Extract:
>>>

Where should I stay overnight around there?
If you plan on arriving early or staying late, be sure to call the office beforehand if you’d like a recommendation for a good place to stay.
What money should I take?
The trip fee covers most of your costs. The only things you will be responsible for are lunches, drinks, one dinner, personal purchases, and gratuities. Lunches generally range 7-10 Euro. Dinner ranges 12-20 Euro. Personal purchases again vary- one can buy unique souvenirs made of olive wood for 5 Euro or get fine jewelry for significantly more… it’s up to you.
What's the currency? Exchange rate? Where can I exchange money?
The Euro is the currency of Greece, and while some predict they will return to the drachma, this is unlikely and, in any case, Euros would continue to be accepted. For the most current exchange rate, there are several helpful websites. Oanda (www.oanda.com) will give you a handy conversion cheat sheet to take with you. You can exchange money at the airport in Athens. Exchange rates at the airport may not be the most favorable and they often have higher commission rates and/or minimum commissions. There are ATMs at the airports which can be handy as there is not a commission, just the ATM service charge. Some of the hotels where we stay will also exchange. Some shops do exchange money but their rates are often high. In the main towns of Paros there will be ATMs, but it's a good idea to have cash on hand.
Do they take plastic there? Are there cash stations?"
Some of the larger shops accept major credit cards, but many shops, restaurants and vendors only accept cash. So be sure to stop at an ATM in the more populated areas as some smaller towns do not have them.
What's the weather like?
The weather in fall and spring is generally around 80° with lots of sunshine. Be sure to pack plenty of sunscreen, including lip protection. A broad-brimmed hat that secures on your head can also be very helpful. Water temperatures in fall tend to be in the mid to upper 70’s. Spring water temperatures are significantly cooler (high 60’s). Air temperatures cool off at night to the point you may want a light jacket. Rain is unusual but does sometimes occur. A light rain jacket can be handy.
What are the accommodations like?
Each night we choose to stay in the nicest family owned inns and hotels. They are all very secure and have bathrooms in each room.

<<<

Problems to work on:
**a)** Reproduce the part of the Greece trip FAQ between "If you plan" and "should I take?", inclusive.
**b)** Write what comes next in the Greece trip FAQ, picking up after its final sentence.
The records come from a different source and have no connection to the text above.

(Dataset items)

>>>

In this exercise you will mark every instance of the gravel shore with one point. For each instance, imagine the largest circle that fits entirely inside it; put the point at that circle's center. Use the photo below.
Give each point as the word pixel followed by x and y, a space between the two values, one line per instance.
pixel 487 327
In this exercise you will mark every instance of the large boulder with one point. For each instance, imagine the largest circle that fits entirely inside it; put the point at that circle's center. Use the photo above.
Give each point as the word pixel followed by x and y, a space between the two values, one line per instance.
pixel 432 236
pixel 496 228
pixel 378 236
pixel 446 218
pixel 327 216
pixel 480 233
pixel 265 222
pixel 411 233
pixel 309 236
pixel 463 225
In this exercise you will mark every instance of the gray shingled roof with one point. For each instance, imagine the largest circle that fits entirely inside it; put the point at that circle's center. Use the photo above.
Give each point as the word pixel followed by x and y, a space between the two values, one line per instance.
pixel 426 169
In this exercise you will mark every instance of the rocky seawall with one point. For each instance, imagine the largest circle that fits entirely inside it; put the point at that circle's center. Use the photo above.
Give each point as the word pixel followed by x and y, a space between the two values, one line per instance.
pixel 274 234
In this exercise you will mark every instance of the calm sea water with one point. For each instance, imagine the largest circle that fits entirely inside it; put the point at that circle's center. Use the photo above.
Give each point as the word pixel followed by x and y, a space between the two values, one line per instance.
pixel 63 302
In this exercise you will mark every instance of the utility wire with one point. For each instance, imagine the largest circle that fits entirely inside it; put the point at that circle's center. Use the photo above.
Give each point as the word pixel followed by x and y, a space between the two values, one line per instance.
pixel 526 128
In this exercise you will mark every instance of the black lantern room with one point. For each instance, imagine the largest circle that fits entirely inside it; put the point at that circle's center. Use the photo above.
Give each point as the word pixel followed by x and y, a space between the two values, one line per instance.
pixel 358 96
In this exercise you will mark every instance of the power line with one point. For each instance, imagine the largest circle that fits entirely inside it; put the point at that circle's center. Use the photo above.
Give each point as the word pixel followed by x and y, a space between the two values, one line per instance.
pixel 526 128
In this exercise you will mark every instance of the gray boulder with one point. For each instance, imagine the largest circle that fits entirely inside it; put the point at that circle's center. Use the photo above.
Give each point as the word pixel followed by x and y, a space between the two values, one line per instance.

<<<

Task answers:
**a)**
If you plan on arriving early or staying late, be sure to call the office beforehand if you’d like a recommendation for a good place to stay.
What money should I take?

**b)**
What do I need to bring?
Upon registering, we will provide you with a detailed clothing and equipment list to guide you in your packing. Casual clothes are the order of the day- no need for anything fancy. If you bring any items requiring electricity, be sure to bring both a converter and adapter plugs. These can be purchased at Radio Shack®, other electronics stores, travel stores etc. Let the salesperson know you are traveling to Greece and they can help you select the appropriate converter and adapter plugs for your equipment. Note that hair dryers, irons, and any other heat producing devices require a stronger converter than other devices. It is helpful to know the wattage of your particular equipment when purchasing the appropriate converter.
While paddling, your needs in the boat will be minimal. A small dry bag with a carabiner clip to keep it attached to the boat is very handy. Clear bags are helpful to be able to find what you need easily. During the day, you will want to have sunscreen, some Euros for lunch and the cappuccino stop, sunglasses with something to keep them tied on with (Croakies®, Chums®, etc.), water bottle (most folks will buy cold bottled water in the morning, eliminating the need to bring a water bottle), camera, mask and snorkel (if you enjoy snorkeling), small binoculars if you already have some, and a small pack towel. A pair of gloves can be helpful to prevent blisters. You do not need neoprene paddling gloves- these can be too warm. Any open fingered glove (including bike gloves, sailing gloves, golfing gloves) can work well (just figure that they will get quite wet). The key is to protect your palm between your thumb and index finger as that tends to receive the most friction. The rest of your gear can be loaded in the van in the morning. Packing your gear in flexible bags (e.g. duffle bags vs. hard suitcases) is preferable. A common comment from participants at the end of the trip is that they brought much more than they needed- added extra clothing to what was on the clothing/equipment checklist and regretted it in the end. Simplicity is the order of the day- less is more!
Can I drink the water?
The water is safe to drink in all the areas we visit. However, bottled water is readily available everywhere and quite inexpensive so most folks choose to drink bottled water.
What's the food like?
Breakfast generally consists of fresh Greek yogurt with honey, bread, cheese, juice, coffee or tea, with eggs as an occasional option. Lunches and dinners are ordered off the menu which typically consists of Greek specialties such as moussaka, pastitsio, grilled meats and fish, spaghetti (doesn’t sound Greek but very popular), stifada (generally beef stew), etc. Selections for vegetarians are more limited but previous vegetarian clients have not gone hungry, enjoying dolmades (grape leaves), eggplant, zucchini, tzatziki (yogurt/cucumber/garlic dip), saganaki (fried feta), Greek salads etc.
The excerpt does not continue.